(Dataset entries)

::::::::::

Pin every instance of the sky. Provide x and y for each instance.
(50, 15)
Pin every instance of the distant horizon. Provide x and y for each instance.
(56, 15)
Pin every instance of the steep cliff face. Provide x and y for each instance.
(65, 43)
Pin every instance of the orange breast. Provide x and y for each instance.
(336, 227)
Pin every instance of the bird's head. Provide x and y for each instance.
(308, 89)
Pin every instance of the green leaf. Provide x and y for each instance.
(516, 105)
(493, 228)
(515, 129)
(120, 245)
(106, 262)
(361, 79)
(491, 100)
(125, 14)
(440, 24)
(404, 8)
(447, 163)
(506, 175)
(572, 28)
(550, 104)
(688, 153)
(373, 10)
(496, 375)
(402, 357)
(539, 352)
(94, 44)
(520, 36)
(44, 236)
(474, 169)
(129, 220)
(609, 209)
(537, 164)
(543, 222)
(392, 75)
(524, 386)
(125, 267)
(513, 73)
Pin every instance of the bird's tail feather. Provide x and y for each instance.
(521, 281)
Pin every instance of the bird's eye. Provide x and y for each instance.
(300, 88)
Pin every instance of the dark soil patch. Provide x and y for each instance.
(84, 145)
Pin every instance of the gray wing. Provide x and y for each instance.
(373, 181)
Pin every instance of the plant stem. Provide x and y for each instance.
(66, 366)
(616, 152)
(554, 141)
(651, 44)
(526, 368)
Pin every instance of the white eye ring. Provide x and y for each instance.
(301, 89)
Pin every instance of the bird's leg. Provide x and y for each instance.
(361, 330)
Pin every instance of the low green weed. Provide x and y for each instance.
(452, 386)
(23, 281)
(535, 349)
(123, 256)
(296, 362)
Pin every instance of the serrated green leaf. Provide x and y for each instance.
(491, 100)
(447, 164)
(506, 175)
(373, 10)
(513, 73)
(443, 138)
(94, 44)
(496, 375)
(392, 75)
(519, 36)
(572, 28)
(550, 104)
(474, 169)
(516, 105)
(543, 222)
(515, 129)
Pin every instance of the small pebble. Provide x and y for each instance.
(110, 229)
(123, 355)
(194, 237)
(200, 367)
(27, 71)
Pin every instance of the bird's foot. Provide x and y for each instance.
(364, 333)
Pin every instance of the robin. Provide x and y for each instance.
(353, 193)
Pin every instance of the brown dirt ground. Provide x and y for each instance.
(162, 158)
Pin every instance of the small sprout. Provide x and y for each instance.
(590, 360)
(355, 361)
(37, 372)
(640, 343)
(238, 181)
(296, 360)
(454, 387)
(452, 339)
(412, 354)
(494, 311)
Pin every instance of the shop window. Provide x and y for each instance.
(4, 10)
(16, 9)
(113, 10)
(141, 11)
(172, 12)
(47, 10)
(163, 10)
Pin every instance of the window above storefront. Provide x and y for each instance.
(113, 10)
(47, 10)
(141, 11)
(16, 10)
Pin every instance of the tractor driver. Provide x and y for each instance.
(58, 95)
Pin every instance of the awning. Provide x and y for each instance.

::::::::::

**TASK ITEM**
Every record must be retyped so that it matches the original exactly.

**OUTPUT BELOW**
Pin every instance of the sky. Provide x and y for each instance.
(50, 15)
Pin every instance of the distant horizon. Provide x and y for each instance.
(56, 15)
Pin every instance of the steep cliff face. Provide x and y for each instance.
(65, 43)
Pin every instance of the orange breast. Provide x and y for each instance.
(336, 227)
Pin every instance of the bird's head. Provide x and y for each instance.
(308, 89)
Pin every instance of the green leaf. Provide x and y for each instance.
(516, 105)
(493, 228)
(515, 129)
(120, 245)
(106, 262)
(361, 79)
(491, 100)
(125, 14)
(440, 24)
(404, 8)
(447, 163)
(506, 175)
(572, 28)
(550, 104)
(688, 153)
(373, 10)
(496, 375)
(402, 357)
(539, 352)
(94, 44)
(520, 36)
(44, 236)
(474, 169)
(129, 220)
(609, 209)
(537, 164)
(543, 222)
(392, 75)
(524, 386)
(125, 267)
(513, 73)
Pin every instance of the bird's tail feather. Provide x and y for each instance.
(521, 281)
Pin every instance of the bird's eye. Provide x and y for each instance.
(300, 88)
Pin every instance of the dark soil patch. Provide x and y for each instance.
(84, 145)
Pin every instance of the gray wing. Provide x and y for each instance.
(373, 181)
Pin every instance of the plant stem. Provide x and y for each instance.
(66, 366)
(616, 152)
(554, 141)
(651, 44)
(526, 368)
Pin every instance of the white eye ring. Provide x and y for each instance.
(301, 89)
Pin every instance of the bird's leg. Provide x and y for each instance.
(361, 330)
Pin every instance of the low green weed. Provide x and y for each instance.
(452, 386)
(23, 281)
(535, 349)
(123, 256)
(296, 362)
Pin every instance of the serrated green leaf. Provide x and y for each instance.
(491, 100)
(447, 164)
(506, 175)
(373, 10)
(513, 73)
(443, 138)
(94, 44)
(496, 375)
(392, 75)
(519, 36)
(572, 28)
(550, 104)
(474, 169)
(516, 105)
(543, 222)
(515, 129)
Pin every instance of the small pebble. Provide x and y for each instance.
(110, 229)
(123, 355)
(194, 237)
(200, 367)
(27, 71)
Pin every instance of the bird's foot. Provide x and y for each instance.
(364, 333)
Pin every instance of the robin. Provide x and y for each instance.
(353, 193)
Pin every instance of the brown dirt ground. Provide x and y for each instance.
(162, 158)
Pin every instance of the small sprout. Provide x and y for each instance.
(590, 360)
(355, 361)
(37, 372)
(640, 343)
(238, 181)
(296, 360)
(454, 387)
(452, 339)
(412, 354)
(494, 311)
Pin every instance of the shop window. Provide x and y for each instance.
(4, 10)
(16, 9)
(113, 10)
(141, 11)
(172, 12)
(47, 10)
(163, 10)
Pin every instance of the window above storefront. Provide x and y for each instance.
(113, 10)
(47, 10)
(141, 11)
(16, 10)
Pin every instance of the tractor driver. Provide x and y for each instance.
(58, 95)
Pin every instance of the awning. Provide x and y for each instance.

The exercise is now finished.